** START **
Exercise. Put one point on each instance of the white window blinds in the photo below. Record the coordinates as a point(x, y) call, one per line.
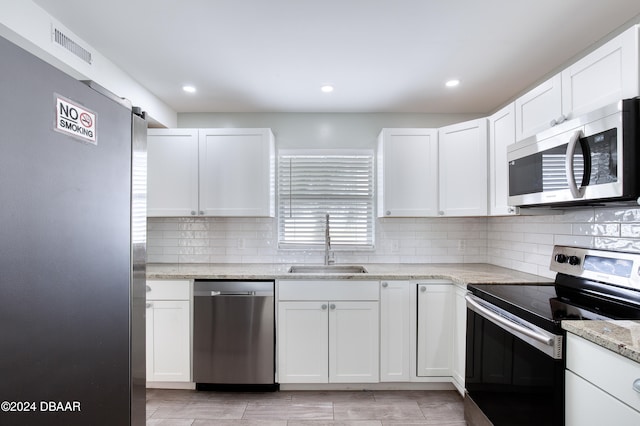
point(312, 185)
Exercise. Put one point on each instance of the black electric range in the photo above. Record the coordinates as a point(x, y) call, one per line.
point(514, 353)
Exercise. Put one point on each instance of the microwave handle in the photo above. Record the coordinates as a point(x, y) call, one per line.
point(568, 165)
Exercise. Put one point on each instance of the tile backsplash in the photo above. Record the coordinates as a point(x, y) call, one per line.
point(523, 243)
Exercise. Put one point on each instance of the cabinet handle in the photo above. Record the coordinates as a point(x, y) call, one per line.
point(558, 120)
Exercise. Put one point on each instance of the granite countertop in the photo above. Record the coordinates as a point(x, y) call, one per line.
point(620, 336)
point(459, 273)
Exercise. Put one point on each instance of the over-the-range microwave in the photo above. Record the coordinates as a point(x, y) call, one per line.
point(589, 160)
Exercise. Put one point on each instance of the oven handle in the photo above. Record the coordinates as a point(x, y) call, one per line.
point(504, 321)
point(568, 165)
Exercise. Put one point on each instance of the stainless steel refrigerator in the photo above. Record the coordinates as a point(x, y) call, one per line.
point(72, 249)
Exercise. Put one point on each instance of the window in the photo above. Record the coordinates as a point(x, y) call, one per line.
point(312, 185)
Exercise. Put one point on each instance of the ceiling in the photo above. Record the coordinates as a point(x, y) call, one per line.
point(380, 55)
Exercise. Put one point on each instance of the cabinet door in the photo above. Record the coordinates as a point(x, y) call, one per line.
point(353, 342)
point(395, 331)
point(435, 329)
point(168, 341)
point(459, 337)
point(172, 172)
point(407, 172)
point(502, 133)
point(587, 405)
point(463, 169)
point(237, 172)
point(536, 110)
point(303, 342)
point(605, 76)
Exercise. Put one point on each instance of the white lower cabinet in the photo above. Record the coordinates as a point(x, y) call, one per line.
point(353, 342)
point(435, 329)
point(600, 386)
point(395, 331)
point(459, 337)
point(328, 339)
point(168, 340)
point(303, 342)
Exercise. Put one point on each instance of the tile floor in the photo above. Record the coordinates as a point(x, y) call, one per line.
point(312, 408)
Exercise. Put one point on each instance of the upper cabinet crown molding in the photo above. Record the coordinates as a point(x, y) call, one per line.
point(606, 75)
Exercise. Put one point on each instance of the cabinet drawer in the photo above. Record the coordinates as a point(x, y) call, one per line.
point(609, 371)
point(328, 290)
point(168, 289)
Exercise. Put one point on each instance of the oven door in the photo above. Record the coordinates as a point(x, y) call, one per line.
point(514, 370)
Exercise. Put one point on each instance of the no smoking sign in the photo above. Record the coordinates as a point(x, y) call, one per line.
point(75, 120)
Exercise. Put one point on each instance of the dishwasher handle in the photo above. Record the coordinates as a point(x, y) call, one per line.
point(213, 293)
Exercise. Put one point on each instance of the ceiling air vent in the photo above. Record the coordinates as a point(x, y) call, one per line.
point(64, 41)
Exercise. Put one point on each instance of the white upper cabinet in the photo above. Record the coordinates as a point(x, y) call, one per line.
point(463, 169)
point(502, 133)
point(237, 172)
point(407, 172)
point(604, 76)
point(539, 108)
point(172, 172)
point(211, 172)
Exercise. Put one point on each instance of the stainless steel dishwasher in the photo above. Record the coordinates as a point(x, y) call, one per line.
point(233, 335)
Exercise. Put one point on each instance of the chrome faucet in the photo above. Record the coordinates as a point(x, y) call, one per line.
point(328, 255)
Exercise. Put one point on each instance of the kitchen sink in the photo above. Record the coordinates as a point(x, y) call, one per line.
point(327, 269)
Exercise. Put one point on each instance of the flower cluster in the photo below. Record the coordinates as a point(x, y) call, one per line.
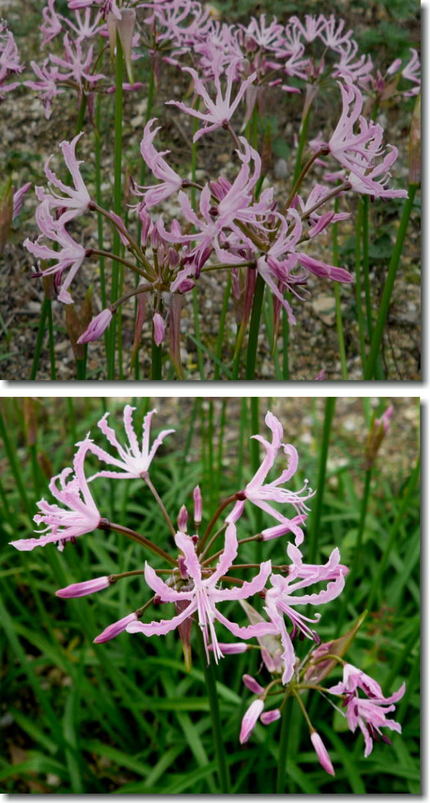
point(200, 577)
** END **
Rewrite all of the material above as a JSON list of strings, one string per line, omitting blank lines. Leave the pictures out of the list.

- **Task output**:
[
  "Exercise. Put one point on each instance of the white window blinds in the photo below. Record the coordinates as a point(x, y) call, one per line.",
  "point(312, 185)",
  "Exercise. Put one point on each instance of the black electric range in the photo above. Record the coordinates as a point(x, y) call, one per line.",
  "point(514, 353)",
  "Exercise. Put one point on each instance of the microwave handle in the photo above. Record the coordinates as a point(x, y) call, one per line.",
  "point(568, 165)",
  "Exercise. Put one point on each instance of the tile backsplash in the photo above. Record the coordinates as a point(x, y) call, one per line.",
  "point(523, 243)",
  "Exercise. Put one point on each instance of the cabinet handle in the photo above. Record the coordinates as a point(x, y) call, one per line.",
  "point(558, 120)",
  "Exercise. Put one point on each instance of the granite countertop in the photo above. Record the coordinates as a point(x, y) call, one per line.",
  "point(620, 336)",
  "point(459, 273)",
  "Exercise. Put one point on each instance of the over-the-range microwave in the photo above. Record the coordinates as a point(x, y) call, one per line.",
  "point(589, 160)",
  "Exercise. Put one point on each instance of the oven handle in the photo above. Record the coordinates as a point(x, y) call, one per line.",
  "point(504, 321)",
  "point(568, 165)",
  "Exercise. Put one point on each instance of the stainless steel refrigerator in the photo above. Record the coordinates as a point(x, y) call, one per line.",
  "point(72, 249)",
  "Exercise. Put one point on each instance of the window in the photo above. Record the coordinates as a point(x, y) call, one per line.",
  "point(312, 185)",
  "Exercise. Put one point on each instance of the ceiling in the photo above. Record the coordinates as a point(x, y) call, one per line.",
  "point(380, 55)",
  "Exercise. Put one point on each instance of the cabinet door in the photo above. Record the coordinates as a point(x, y) call, one per line.",
  "point(353, 342)",
  "point(395, 331)",
  "point(435, 329)",
  "point(168, 341)",
  "point(459, 337)",
  "point(172, 172)",
  "point(407, 172)",
  "point(502, 133)",
  "point(587, 405)",
  "point(463, 169)",
  "point(237, 172)",
  "point(536, 110)",
  "point(303, 342)",
  "point(605, 76)",
  "Exercise. Put one point on each instance of the white lower cabinet in the photo above. Record the coordinates as a point(x, y) call, one per line.",
  "point(353, 342)",
  "point(435, 329)",
  "point(600, 386)",
  "point(395, 331)",
  "point(459, 337)",
  "point(328, 339)",
  "point(168, 340)",
  "point(303, 342)",
  "Exercise. Put one point on each instance of the tile floor in the photo above. Record the coordinates as a point(x, y) call, one per line.",
  "point(312, 408)",
  "Exercise. Put one point on each instance of the upper cabinet crown molding in the photo above. Record the coordinates as a point(x, y) call, one per line.",
  "point(606, 75)",
  "Exercise. Put one point on each instance of the cabinet drawer in the photo above. Record the coordinates as a point(x, y) call, one per line.",
  "point(609, 371)",
  "point(328, 290)",
  "point(168, 289)",
  "Exercise. Put one point on each instance of the oven door in the photo above. Record the coordinates as a point(x, y) call, one per line.",
  "point(514, 370)",
  "Exercise. Put one point on each instance of the no smoking sign in the photo above. Record the coordinates as a point(x, y) call, one per line.",
  "point(75, 120)",
  "Exercise. Put one point on each instance of the dishwasher handle in the photo above. Record the coordinates as a point(x, y) call, one per line.",
  "point(213, 293)",
  "Exercise. Put one point on each instance of the ceiling air vent in the photo above. Record the coordinates as a point(x, y) call, one per line.",
  "point(64, 41)",
  "Exercise. Put one point on each instance of the white upper cabinet in the photo above. Record the coordinates as a point(x, y) call, one per line.",
  "point(463, 169)",
  "point(502, 133)",
  "point(237, 172)",
  "point(407, 172)",
  "point(604, 76)",
  "point(539, 108)",
  "point(172, 172)",
  "point(211, 172)",
  "Exercise. Put one point on each instance of the stainless steel dishwasher in the photo above. Record the coordinates as a point(x, y) call, one per line.",
  "point(233, 335)",
  "Exercise. Put one point on each instance of the chrome faucet in the photo above. Record the coordinates as a point(x, y) call, one per line.",
  "point(328, 255)",
  "Exercise. Put one point on each instance of the kitchen sink in the photo above. Record the coordinates as a point(x, y) call, one per line.",
  "point(327, 269)",
  "Exercise. Put one point on each instance of the flower cluster in the photo below. Record the coordinates as a point(x, y) call, one per line.",
  "point(200, 577)"
]